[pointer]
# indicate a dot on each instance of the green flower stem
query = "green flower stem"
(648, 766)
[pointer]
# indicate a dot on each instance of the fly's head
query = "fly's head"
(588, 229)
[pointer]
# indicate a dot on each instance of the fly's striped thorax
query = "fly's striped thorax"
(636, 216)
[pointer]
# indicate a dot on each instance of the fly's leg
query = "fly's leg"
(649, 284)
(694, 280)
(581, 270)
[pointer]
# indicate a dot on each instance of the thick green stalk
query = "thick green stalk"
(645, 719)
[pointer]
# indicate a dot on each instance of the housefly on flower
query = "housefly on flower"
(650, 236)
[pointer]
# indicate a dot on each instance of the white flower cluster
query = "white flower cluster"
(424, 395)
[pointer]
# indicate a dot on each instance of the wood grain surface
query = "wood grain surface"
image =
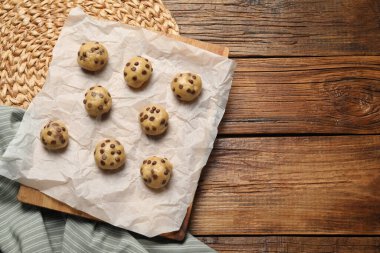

....

> WORK INSTRUCTIONS: Exactly one number is the answer: how many lines in the data include the word "grain".

> WORKED SOLUTION: 2